Arbeitsauftrag 1: Welchen Hund nahm der Mieter laut dem Textauszug über Haustiere im Mietrecht trotz des Verbots im Mietvertrag bei sich auf?
Arbeitsauftrag 2: Ändern Sie im Textauszug über Haustiere im Mietrecht die Stelle von „Das Verständnis für“ bis „Jahre alten Person.“, indem Sie „Berner Sennenhund“ durch „Neufundländer“ ersetzen, und geben Sie diese Stelle wieder.
Arbeitsauftrag 3: Schreiben Sie den Textauszug über Haustiere im Mietrecht nach seinem letzten Satz weiter.

Textauszug:
= = = = =

Eine so genannte Formularklausel, die Mietern generell die Haltung von Katzen und Hunden untersagt, ist unwirksam. Sie benachteiligt einen Mieter unangemessen, weil sie jede Rücksicht auf die Besonderheit eines Falles oder die spezielle Interessenlage verhindert. Schließlich, so der Bundesgerichtshof (Aktenzeichen VIII ZR 168/12), müsse dem Mieter ein üblicher Gebrauch der Wohnung ermöglicht werden. Ob darunter eine Tierhaltung falle oder nicht, das müsse erst einmal gründlich abgewogen werden und dürfe nicht unter eine generelle Verbotsklausel fallen.

 

Genau um einen solchen Einzelfall ging es, als ein Mieter einen Cocker Spaniel bei sich aufnahm, obwohl der Mietvertrag generell die Hundehaltung verbot. Vier Jahre lang bemerkte der Eigentümer nichts, dann wurde es ihm bekannt und er forderte die Entfernung des Tieres. Der Mieter konnte dem Gericht eine Unterschriftenliste vorlegen, auf der alle anderen Bewohner des Hauses bestätigten, dass sie der Vierbeiner nicht störe. Das Amtsgericht Köln (Aktenzeichen 210 C 350/11) sah keine Probleme damit, zumal die besagte Rasse auch traditionell als Haustier gehalten werde.

 

Das Verständnis für die Freiheiten eines Hundes hat vor Gericht meistens schnell dort ein Ende, wo andere belästigt werden oder sogar bedroht sind. Das war bei einer nur aus zwei Parteien bestehenden Eigentümergemeinschaft der Fall, als sich eine von ihnen einen Berner Sennenhund anschaffte und diesen im gemeinschaftlichen Garten frei herumlaufen ließ. In diesem Garten hielten sich aber auch die vier und sechs Jahre alten Kinder der anderen Familie auf. Das Oberlandesgericht Karlsruhe (Aktenzeichen 14 Wx 22/08) hielt zu deren Eltern und setzte den Hundebesitzern Schranken. Schon aus der Größe des Tieres folge, dass es nicht unangeleint im Garten unterwegs sein dürfe. Denkbar sei höchstens eine drei Meter lange Führungsleine, in deren Radius der Hund sich bewegen könne – allerdings unter Aufsicht einer mindestens 16 Jahre alten Person.

= = = = =

Vorliegende Zeilen:
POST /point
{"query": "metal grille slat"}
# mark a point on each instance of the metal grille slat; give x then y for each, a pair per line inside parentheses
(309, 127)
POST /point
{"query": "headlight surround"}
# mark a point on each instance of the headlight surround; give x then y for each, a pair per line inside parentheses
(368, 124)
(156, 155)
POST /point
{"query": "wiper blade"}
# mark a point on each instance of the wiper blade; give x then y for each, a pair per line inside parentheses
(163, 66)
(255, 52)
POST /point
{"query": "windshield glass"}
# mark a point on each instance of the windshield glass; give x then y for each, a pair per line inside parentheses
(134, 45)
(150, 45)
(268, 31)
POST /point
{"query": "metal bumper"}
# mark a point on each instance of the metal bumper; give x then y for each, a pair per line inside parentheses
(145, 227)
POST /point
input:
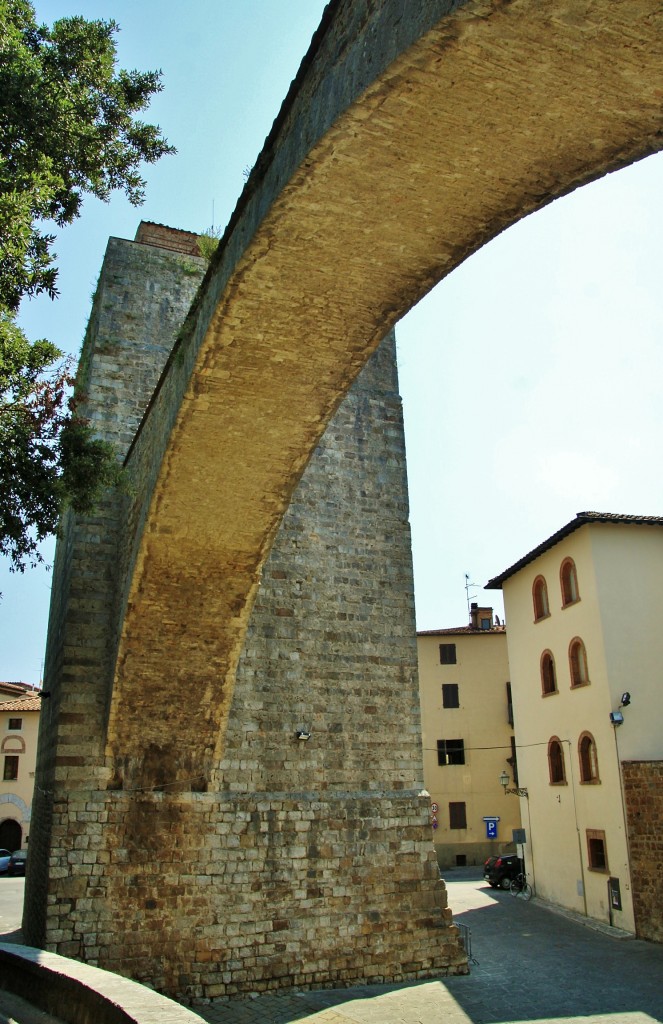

= = = = =

Schriftliche Antwort 1: Einen Cocker Spaniel.

Schriftliche Antwort 2:
Das Verständnis für die Freiheiten eines Hundes hat vor Gericht meistens schnell dort ein Ende, wo andere belästigt werden oder sogar bedroht sind. Das war bei einer nur aus zwei Parteien bestehenden Eigentümergemeinschaft der Fall, als sich eine von ihnen einen Neufundländer anschaffte und diesen im gemeinschaftlichen Garten frei herumlaufen ließ. In diesem Garten hielten sich aber auch die vier und sechs Jahre alten Kinder der anderen Familie auf. Das Oberlandesgericht Karlsruhe (Aktenzeichen 14 Wx 22/08) hielt zu deren Eltern und setzte den Hundebesitzern Schranken. Schon aus der Größe des Tieres folge, dass es nicht unangeleint im Garten unterwegs sein dürfe. Denkbar sei höchstens eine drei Meter lange Führungsleine, in deren Radius der Hund sich bewegen könne – allerdings unter Aufsicht einer mindestens 16 Jahre alten Person.

Schriftliche Antwort 3:
Wer einen Hund hat, der muss auch stets ein wenig darauf achten, ob dieser für andere Menschen ein Hindernis darstellen könnte. So war es bei einer Verkäuferin gewesen, die ihr Tier an ihren Arbeitsplatz mitgenommen hatte. Der Hund legte sich in die Nähe des Eingangs – und prompt stolperte eine Kundin darüber. Sie verletzte sich am Knie und forderte 15.000 Euro Schmerzensgeld. Das Oberlandesgericht Hamm (Aktenzeichen 19 U 96/12) sah hier ein Fehlverhalten der Hundebesitzerin und verurteilte sie zur Zahlung. Hier liege ein klarer Fall der Tierhalterhaftung vor.

 

Manchmal benehmen sich Hundehalter nach Meinung ihrer Nachbarn ziemlich daneben. So war es bei einem Mann, der in einem Mietshaus lebte und seinem Hund vor der Wohnungstüre die Haare bürstete. Das fand ein Mitbewohner unangemessen. Außerdem sei die Gesundheit seiner Tochter dadurch bedroht. Er minderte die Miete um 20 Prozent. Das Amtsgericht Frankfurt am Main (Aktenzeichen 33 C 2792/11) schloss sich dem nicht an. Es sei zwar nachbarschaftlich nicht besonders fein, den Hund vor der Türe abzubürsten, aber einen nennenswerten Nachteil für den anderen könne man trotzdem noch nicht erkennen.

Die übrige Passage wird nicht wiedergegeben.